**Task to carry out**. Can you copy out the items below with "practicing" swapped for "rehearsing" throughout and everything else left as is?

**Task material**.
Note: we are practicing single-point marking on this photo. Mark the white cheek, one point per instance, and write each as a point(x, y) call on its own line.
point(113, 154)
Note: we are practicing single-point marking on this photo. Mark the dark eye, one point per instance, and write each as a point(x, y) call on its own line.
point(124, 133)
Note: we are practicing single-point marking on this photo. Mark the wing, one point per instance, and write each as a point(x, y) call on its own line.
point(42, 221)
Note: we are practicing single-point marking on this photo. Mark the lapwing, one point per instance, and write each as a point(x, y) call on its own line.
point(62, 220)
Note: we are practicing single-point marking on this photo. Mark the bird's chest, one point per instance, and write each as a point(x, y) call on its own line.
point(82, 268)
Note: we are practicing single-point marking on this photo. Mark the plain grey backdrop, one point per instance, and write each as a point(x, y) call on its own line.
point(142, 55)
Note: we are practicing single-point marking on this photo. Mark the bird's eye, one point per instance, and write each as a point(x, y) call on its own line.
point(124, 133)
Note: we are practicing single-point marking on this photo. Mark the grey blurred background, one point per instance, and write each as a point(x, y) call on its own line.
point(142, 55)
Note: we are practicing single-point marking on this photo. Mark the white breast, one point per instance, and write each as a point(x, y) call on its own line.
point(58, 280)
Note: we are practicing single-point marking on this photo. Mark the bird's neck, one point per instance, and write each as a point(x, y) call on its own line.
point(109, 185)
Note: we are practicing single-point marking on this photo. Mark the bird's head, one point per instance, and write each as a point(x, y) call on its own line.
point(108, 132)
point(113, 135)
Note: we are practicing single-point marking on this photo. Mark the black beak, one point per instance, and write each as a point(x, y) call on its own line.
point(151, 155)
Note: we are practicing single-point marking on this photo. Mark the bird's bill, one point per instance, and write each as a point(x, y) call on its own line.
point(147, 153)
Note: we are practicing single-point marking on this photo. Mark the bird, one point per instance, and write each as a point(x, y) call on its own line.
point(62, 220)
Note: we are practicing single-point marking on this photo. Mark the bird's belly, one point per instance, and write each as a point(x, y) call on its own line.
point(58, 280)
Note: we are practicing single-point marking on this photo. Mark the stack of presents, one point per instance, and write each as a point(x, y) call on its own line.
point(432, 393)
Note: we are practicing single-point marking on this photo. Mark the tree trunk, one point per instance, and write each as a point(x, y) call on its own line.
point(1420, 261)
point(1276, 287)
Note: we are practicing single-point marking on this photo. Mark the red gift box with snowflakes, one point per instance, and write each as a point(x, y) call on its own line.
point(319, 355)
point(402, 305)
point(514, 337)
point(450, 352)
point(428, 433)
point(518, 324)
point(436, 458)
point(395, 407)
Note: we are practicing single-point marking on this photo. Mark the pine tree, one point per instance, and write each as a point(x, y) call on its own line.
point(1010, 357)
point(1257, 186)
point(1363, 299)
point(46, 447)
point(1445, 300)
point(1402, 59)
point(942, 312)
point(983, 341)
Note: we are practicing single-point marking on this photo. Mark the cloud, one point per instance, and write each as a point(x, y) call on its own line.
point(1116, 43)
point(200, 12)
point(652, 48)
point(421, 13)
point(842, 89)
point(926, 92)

**Exercise result**.
Note: we are rehearsing single-point marking on this photo. Mark the white cheek, one point per instance, and write each as a point(x, y) call on its own line.
point(113, 154)
Note: we are rehearsing single-point marking on this photo. Mark the dark eye, one point per instance, and write each as a point(x, y) call on its own line.
point(124, 133)
Note: we are rehearsing single-point marking on this photo. Mark the wing, one point per instance, and write each as a point(x, y) call on its own line.
point(42, 221)
Note: we are rehearsing single-point marking on this photo. Mark the lapwing, one point per instance, and write each as a point(x, y) call on its own line.
point(62, 220)
Note: we are rehearsing single-point marking on this photo. Mark the bird's chest, one point per instance, and write each as a point(x, y) call on its own line.
point(82, 268)
Note: we are rehearsing single-point marking on this photo. Mark the plain grey backdrop, one point per instance, and write each as a point(x, y) call on its own line.
point(142, 55)
Note: we are rehearsing single-point marking on this photo. Mark the bird's eye, one point per instance, and write each as a point(x, y) call on its own line.
point(124, 133)
Note: we are rehearsing single-point marking on this photo. Mark the grey blurred background, one point per instance, and write each as a point(x, y) call on its own line.
point(142, 55)
Note: we are rehearsing single-point marking on this photo. Mark the white breast, one point per instance, and write each as a point(x, y) call on its own line.
point(58, 280)
Note: we are rehearsing single-point marking on this photo. Mark the bird's neck, one point per instance, and write each as a point(x, y) call on its own line.
point(109, 185)
Note: we are rehearsing single-point marking on this photo. Mark the bird's head, one point per instance, and write each as a point(x, y) call on its own line.
point(108, 132)
point(113, 135)
Note: we are rehearsing single-point marking on this photo. Mark the black beak, one point per instance, and write each as a point(x, y) call on its own line.
point(151, 155)
Note: we are rehearsing single-point marking on this photo. Mark the bird's bill, one point per instance, and write each as a point(x, y) call on its own line.
point(147, 153)
Note: we are rehearsing single-point marking on this photo. Mark the bird, one point per instance, and write each as a point(x, y) call on its own line.
point(62, 220)
Note: we are rehearsing single-point marking on this photo. Mark the bird's belly, one point per instance, and write each as a point(x, y) call on its own line.
point(58, 280)
Note: we are rehearsing single-point marking on this photo. Mark the stack of presents, one point per instance, and write each as a point(x, y) call on its own line.
point(432, 393)
Note: we are rehearsing single-point marking on this photo. Mark the tree trunk, one point per instance, and write each as a point(x, y) call on its own line.
point(1420, 261)
point(1276, 287)
Note: we are rehearsing single-point marking on this photo. Mark the red gift box with snowflakes, one point per instance, and write each as a point(x, y) call on its own line.
point(319, 355)
point(402, 305)
point(514, 337)
point(450, 352)
point(428, 433)
point(518, 324)
point(436, 458)
point(395, 407)
Note: we are rehearsing single-point marking on this photo. Mark the pine tree, one point per instance, and write each as a point(x, y) call on its own line.
point(1010, 357)
point(1257, 186)
point(1363, 299)
point(46, 447)
point(1445, 300)
point(1402, 59)
point(942, 312)
point(983, 341)
Note: we are rehearsing single-point marking on this photo. Mark the cloud, one point per instance, and write each as a point(x, y) call on its own line.
point(1116, 43)
point(200, 12)
point(652, 48)
point(421, 13)
point(842, 89)
point(926, 92)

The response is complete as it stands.